* CONSIGNE 1 *
Traduisez en anglais la phrase suivante, tirée du texte sur le transport routier de marchandises : « Salaires, conditions de travail, insécurité, mauvaise image, manque de reconnaissance, le métier n'attire plus. »
* CONSIGNE 2 *
Donnez la suite du texte sur le transport routier de marchandises, en reprenant juste après sa dernière phrase.

* TEXTE FOURNI *
● ● ● ● ● ● ●

Quand la chaîne économique est brisée par son maillon le plus faible, le transporteur

Alors que 89% du transport, toutes marchandises confondues, s'effectue par voie routière, le TRM (transport routier de marchandises) fait partie des secteurs d'activité qui peinent à recruter. Salaires, conditions de travail, insécurité, mauvaise image, manque de reconnaissance, le métier n'attire plus. Or, si la situation ne s'améliore pas, les consommateurs seront de plus en plus confrontés à des ruptures de stock et les arrêts de production entraîneront des retards généralisés.

● ● ● ● ● ● ●

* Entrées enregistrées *
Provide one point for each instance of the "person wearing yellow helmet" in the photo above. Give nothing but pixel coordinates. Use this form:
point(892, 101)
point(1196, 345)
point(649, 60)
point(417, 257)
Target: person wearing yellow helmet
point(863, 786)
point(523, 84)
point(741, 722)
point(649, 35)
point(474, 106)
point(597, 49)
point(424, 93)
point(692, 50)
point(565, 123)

● ● ● ● ● ● ●

* RÉPONSE ATTENDUE 1 *
Wages, working conditions, insecurity, a poor image, lack of recognition: the profession no longer attracts people.

* RÉPONSE ATTENDUE 2 *
Pénurie de transporteurs : un problème structurel accentué par la crise et le Brexit…

Les dommages collatéraux du Brexit devaient arriver tôt ou tard. C’est désormais chose faite. Car si quitter l'Union européenne présente de nombreux avantages pour les Britanniques (vraisemblablement, s'ils ont décidé de le faire), cela comporte aussi quelques inconvénients. Or, celui auquel nous assistons ces dernières semaines est d’envergure nationale : un pays qui manque de carburant et de fournitures est un pays à l'arrêt. Alors que, face aux pénuries, les militaires ont été appelés à approvisionner les stations-service, il devient plus qu’urgent pour le Royaume-Uni de trouver une solution. Mais l’outre-Manche n’est que la première victime d'une situation préoccupante qui s'éternise depuis quelque temps en Europe, et que le Brexit et la pandémie mondiale ont exacerbée : la pénurie de transporteurs. Or, sans un réseau de transport performant, aucune économie ne peut poursuivre son cycle.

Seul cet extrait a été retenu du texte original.